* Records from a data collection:

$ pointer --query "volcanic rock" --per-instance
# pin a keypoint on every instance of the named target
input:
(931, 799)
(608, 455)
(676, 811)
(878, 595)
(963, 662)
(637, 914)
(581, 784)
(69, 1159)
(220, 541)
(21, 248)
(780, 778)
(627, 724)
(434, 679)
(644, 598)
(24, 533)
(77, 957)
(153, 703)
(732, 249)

* GOAL: Reproduce each entry from the records above, character for character.

* THE ANSWER:
$ pointer --query "volcanic rock" --per-instance
# pin a keypoint on every instance of the named target
input:
(931, 799)
(608, 455)
(676, 811)
(878, 595)
(963, 662)
(637, 914)
(581, 784)
(69, 1159)
(220, 541)
(21, 248)
(780, 778)
(627, 724)
(434, 679)
(644, 598)
(24, 533)
(77, 957)
(153, 703)
(732, 249)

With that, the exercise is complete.